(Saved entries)

- - -

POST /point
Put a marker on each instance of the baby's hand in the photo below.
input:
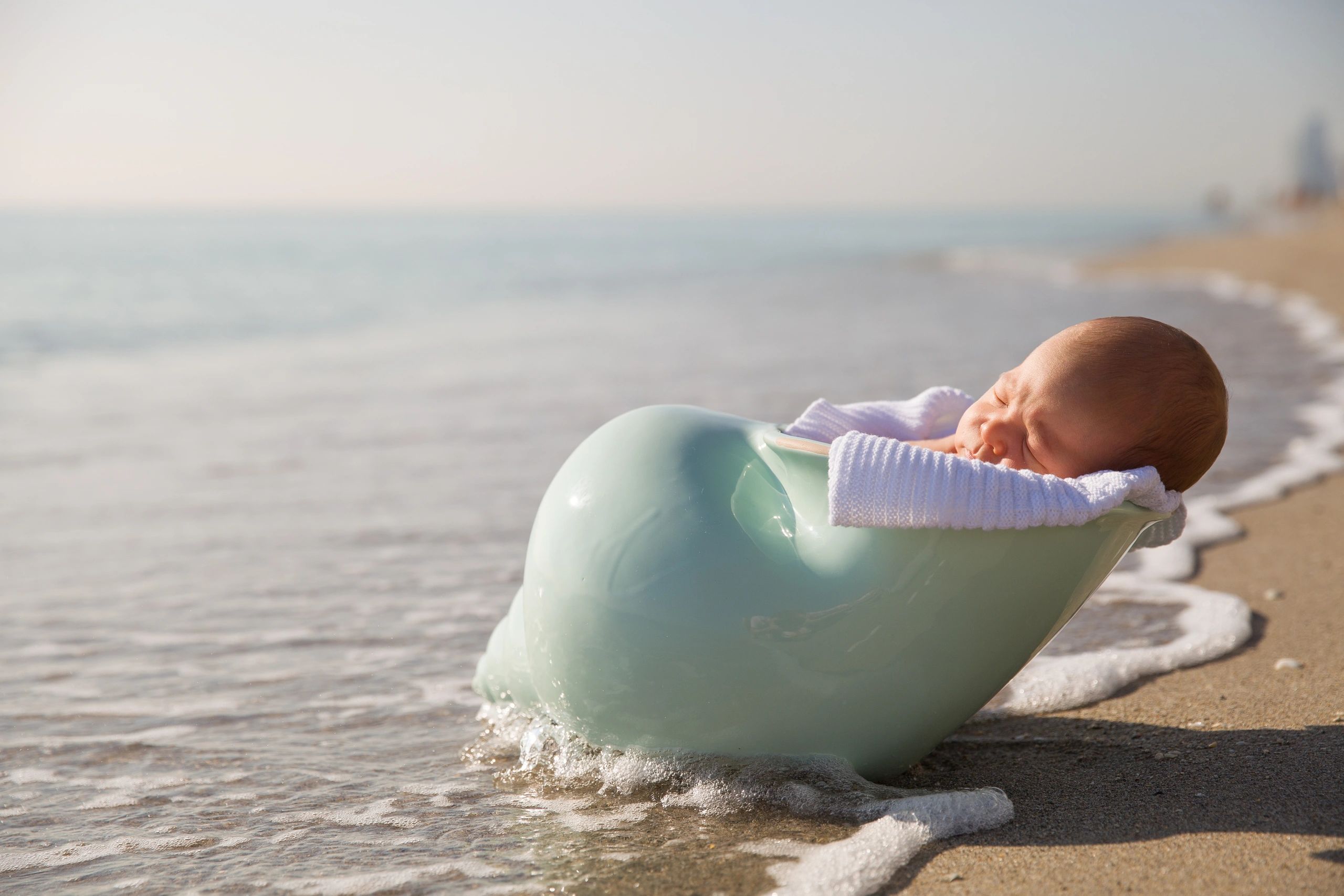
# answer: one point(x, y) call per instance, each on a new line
point(936, 445)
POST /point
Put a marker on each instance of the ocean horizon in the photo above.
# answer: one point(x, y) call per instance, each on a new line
point(269, 483)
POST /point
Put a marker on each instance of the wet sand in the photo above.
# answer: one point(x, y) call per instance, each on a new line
point(1226, 778)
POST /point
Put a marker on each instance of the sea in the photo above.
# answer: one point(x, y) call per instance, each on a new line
point(268, 484)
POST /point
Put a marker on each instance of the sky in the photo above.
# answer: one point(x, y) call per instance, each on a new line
point(594, 105)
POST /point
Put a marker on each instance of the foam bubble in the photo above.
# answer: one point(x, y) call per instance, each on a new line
point(82, 852)
point(1210, 625)
point(865, 861)
point(893, 823)
point(385, 880)
point(378, 813)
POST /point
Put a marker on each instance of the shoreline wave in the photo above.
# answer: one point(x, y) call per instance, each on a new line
point(1213, 625)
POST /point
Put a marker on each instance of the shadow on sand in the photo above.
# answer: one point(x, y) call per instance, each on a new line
point(1081, 781)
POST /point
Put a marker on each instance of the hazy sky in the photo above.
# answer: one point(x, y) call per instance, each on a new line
point(642, 104)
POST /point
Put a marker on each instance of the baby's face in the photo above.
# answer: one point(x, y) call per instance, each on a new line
point(1047, 417)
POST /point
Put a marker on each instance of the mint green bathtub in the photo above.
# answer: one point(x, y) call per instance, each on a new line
point(685, 590)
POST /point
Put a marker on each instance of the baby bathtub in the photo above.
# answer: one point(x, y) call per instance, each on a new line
point(685, 590)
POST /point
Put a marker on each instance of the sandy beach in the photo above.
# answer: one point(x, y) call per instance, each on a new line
point(1222, 778)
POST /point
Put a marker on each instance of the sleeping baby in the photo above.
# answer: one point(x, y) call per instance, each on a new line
point(1108, 394)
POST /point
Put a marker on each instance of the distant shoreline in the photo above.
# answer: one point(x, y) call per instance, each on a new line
point(1220, 778)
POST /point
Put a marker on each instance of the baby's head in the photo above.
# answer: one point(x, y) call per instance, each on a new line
point(1110, 394)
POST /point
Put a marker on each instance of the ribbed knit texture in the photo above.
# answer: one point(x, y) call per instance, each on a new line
point(877, 480)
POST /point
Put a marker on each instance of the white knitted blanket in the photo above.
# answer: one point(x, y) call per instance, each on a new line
point(877, 480)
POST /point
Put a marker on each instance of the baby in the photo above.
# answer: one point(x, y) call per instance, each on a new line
point(1108, 394)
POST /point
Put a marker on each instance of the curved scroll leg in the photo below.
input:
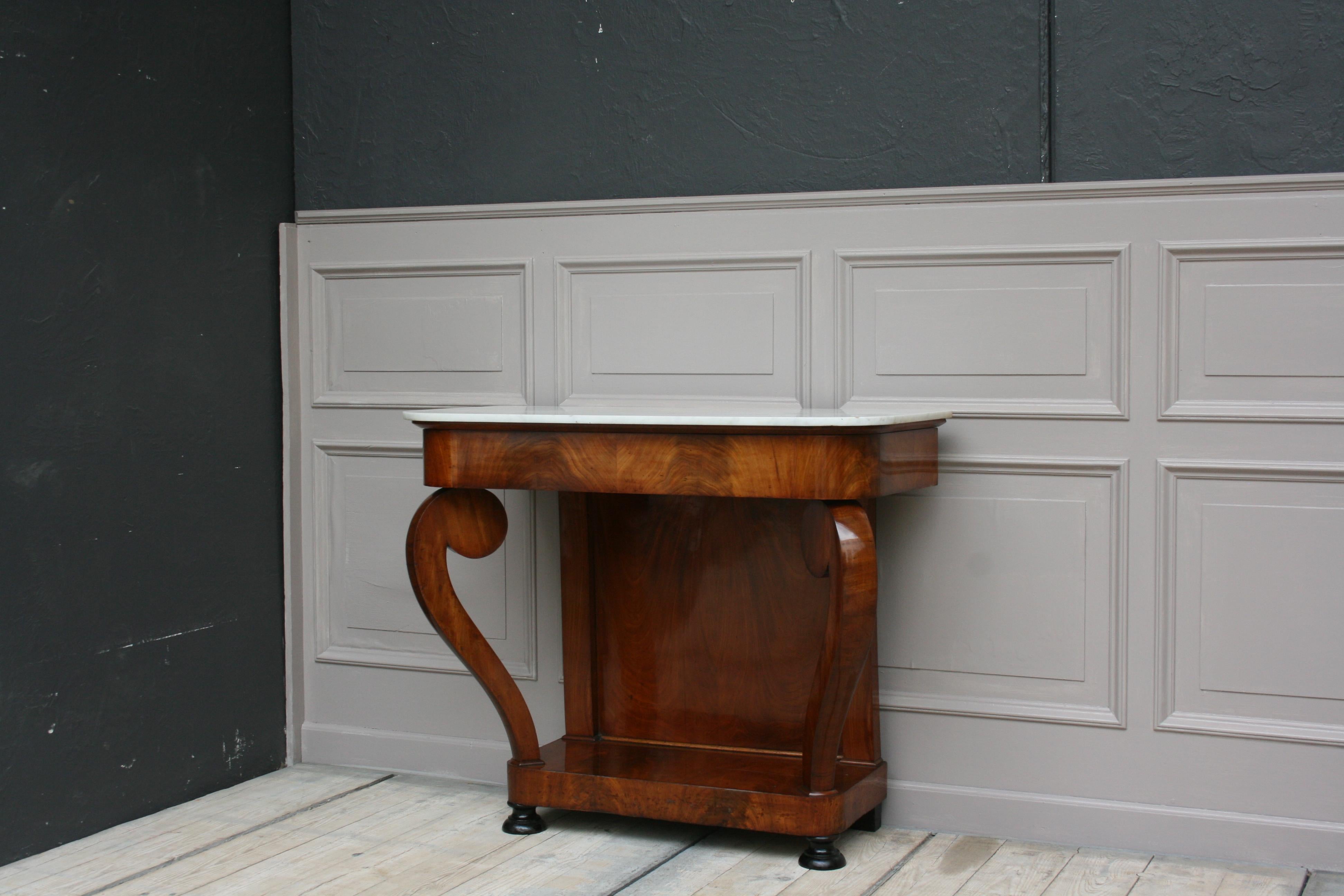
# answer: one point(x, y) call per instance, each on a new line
point(837, 544)
point(472, 522)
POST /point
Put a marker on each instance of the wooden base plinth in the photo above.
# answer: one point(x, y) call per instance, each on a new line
point(702, 786)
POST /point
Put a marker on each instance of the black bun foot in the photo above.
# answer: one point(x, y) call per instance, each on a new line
point(525, 820)
point(822, 855)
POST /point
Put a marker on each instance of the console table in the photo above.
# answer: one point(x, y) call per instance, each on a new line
point(720, 591)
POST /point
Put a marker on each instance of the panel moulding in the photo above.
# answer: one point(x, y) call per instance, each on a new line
point(1171, 406)
point(1167, 715)
point(324, 651)
point(799, 262)
point(323, 358)
point(1112, 715)
point(1116, 406)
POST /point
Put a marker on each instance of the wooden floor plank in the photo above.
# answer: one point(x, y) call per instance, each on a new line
point(589, 853)
point(304, 831)
point(316, 831)
point(869, 858)
point(941, 867)
point(1324, 883)
point(441, 860)
point(696, 867)
point(1173, 876)
point(335, 863)
point(1099, 872)
point(1018, 870)
point(146, 843)
point(765, 871)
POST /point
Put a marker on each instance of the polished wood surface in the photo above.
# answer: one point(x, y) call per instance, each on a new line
point(472, 522)
point(792, 465)
point(718, 614)
point(838, 546)
point(725, 789)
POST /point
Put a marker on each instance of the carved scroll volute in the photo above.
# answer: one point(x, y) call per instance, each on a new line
point(838, 544)
point(472, 523)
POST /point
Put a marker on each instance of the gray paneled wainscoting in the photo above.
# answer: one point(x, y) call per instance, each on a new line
point(1115, 623)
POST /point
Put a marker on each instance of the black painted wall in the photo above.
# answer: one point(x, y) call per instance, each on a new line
point(146, 163)
point(416, 103)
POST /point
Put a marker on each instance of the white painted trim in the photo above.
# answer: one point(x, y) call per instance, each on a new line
point(288, 393)
point(1116, 825)
point(414, 660)
point(324, 374)
point(1171, 406)
point(1113, 254)
point(459, 758)
point(1115, 712)
point(800, 262)
point(924, 195)
point(1167, 717)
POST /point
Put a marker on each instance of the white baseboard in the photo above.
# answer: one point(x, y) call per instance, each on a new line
point(1117, 825)
point(463, 758)
point(943, 808)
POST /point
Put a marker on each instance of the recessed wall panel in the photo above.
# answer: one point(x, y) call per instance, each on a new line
point(1264, 571)
point(998, 586)
point(1252, 600)
point(460, 334)
point(1003, 590)
point(1253, 331)
point(669, 334)
point(980, 332)
point(421, 335)
point(667, 331)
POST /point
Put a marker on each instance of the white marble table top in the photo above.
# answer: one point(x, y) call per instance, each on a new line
point(655, 417)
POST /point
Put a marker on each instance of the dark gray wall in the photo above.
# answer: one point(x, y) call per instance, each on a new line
point(146, 163)
point(472, 101)
point(409, 103)
point(1198, 88)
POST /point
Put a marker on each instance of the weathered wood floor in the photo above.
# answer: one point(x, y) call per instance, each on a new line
point(319, 829)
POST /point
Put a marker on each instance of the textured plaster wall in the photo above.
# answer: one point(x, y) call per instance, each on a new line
point(1200, 88)
point(475, 101)
point(407, 103)
point(144, 166)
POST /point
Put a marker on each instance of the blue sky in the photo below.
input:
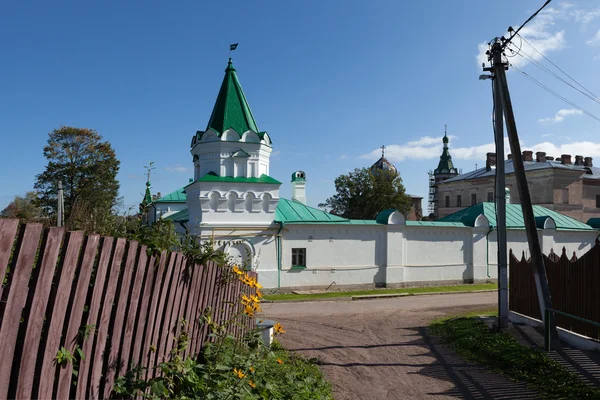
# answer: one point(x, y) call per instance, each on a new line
point(331, 81)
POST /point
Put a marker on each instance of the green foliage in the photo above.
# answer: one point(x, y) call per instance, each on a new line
point(64, 356)
point(24, 208)
point(473, 340)
point(228, 367)
point(362, 194)
point(409, 291)
point(231, 370)
point(88, 169)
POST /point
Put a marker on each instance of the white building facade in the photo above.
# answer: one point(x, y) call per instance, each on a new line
point(233, 200)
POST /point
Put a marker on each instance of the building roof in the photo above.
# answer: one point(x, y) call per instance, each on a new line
point(231, 109)
point(445, 166)
point(182, 216)
point(592, 172)
point(177, 196)
point(212, 177)
point(383, 165)
point(147, 196)
point(514, 217)
point(293, 212)
point(290, 211)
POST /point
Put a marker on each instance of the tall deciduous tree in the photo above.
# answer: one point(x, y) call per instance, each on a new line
point(24, 208)
point(362, 194)
point(87, 167)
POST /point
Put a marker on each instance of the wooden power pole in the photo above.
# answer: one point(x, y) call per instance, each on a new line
point(541, 280)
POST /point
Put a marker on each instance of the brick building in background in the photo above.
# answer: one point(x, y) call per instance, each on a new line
point(571, 187)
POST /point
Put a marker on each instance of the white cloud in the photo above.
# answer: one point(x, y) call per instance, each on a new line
point(424, 148)
point(594, 40)
point(177, 168)
point(541, 32)
point(560, 116)
point(585, 17)
point(428, 140)
point(587, 149)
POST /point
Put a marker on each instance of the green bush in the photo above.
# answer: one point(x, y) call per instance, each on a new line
point(500, 352)
point(230, 368)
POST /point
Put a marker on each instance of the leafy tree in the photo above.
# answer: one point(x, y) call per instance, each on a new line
point(362, 194)
point(87, 167)
point(24, 208)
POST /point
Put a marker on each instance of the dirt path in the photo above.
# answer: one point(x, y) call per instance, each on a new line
point(379, 349)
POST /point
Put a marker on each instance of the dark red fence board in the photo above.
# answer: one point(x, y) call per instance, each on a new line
point(77, 309)
point(573, 284)
point(16, 299)
point(122, 300)
point(135, 301)
point(103, 324)
point(31, 345)
point(93, 312)
point(8, 230)
point(132, 313)
point(69, 263)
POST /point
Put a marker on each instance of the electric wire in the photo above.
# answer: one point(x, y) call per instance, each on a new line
point(557, 67)
point(546, 88)
point(525, 23)
point(521, 53)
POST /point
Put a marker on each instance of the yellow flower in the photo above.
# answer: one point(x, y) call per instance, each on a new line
point(246, 300)
point(278, 328)
point(239, 373)
point(237, 270)
point(249, 311)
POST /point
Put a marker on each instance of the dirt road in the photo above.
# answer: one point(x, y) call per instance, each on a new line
point(379, 349)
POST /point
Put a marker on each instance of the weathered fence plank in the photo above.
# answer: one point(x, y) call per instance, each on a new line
point(135, 302)
point(17, 296)
point(81, 290)
point(122, 301)
point(132, 313)
point(68, 265)
point(94, 310)
point(8, 230)
point(31, 345)
point(573, 284)
point(104, 322)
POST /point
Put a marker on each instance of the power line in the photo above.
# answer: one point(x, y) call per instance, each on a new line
point(557, 67)
point(569, 102)
point(525, 23)
point(532, 60)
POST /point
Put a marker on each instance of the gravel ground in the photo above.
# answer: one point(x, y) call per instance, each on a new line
point(379, 349)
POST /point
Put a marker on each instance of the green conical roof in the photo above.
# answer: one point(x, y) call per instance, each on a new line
point(445, 166)
point(231, 108)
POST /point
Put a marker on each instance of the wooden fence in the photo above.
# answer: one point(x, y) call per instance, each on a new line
point(59, 285)
point(574, 288)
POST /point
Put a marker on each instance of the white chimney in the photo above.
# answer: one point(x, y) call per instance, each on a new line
point(299, 187)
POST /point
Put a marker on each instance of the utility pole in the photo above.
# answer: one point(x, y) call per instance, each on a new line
point(60, 214)
point(537, 259)
point(500, 204)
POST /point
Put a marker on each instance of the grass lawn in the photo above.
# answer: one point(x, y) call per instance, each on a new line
point(500, 352)
point(429, 289)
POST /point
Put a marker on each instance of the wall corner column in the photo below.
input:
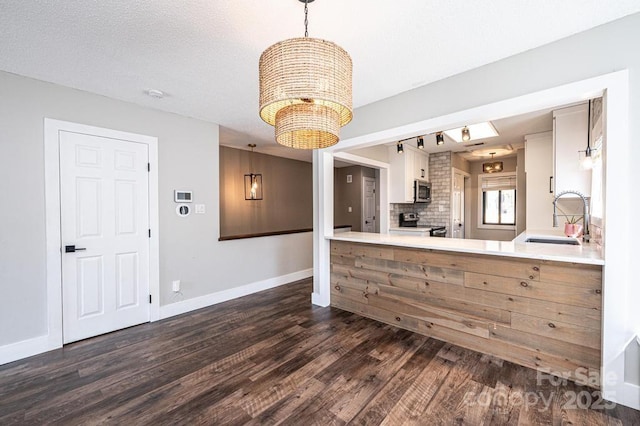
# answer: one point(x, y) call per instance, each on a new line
point(322, 225)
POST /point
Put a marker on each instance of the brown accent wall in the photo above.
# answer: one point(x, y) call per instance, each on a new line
point(287, 202)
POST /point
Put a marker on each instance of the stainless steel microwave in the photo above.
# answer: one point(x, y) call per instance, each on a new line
point(421, 191)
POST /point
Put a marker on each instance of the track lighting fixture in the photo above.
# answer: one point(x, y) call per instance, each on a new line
point(466, 134)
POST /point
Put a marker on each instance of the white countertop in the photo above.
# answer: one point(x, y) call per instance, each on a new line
point(410, 229)
point(584, 253)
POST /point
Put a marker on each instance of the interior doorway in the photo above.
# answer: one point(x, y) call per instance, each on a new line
point(368, 204)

- - -

■ **TASK TO COMPLETE**:
Each line of the entries above that includes the string "weathered" should be copied out.

■ **RESULT OF THE EXERCISE**:
Put a marker on each instance of the weathered wood floor in the photo above.
Put a marker on each instance of the weathered fence plank in the photo above.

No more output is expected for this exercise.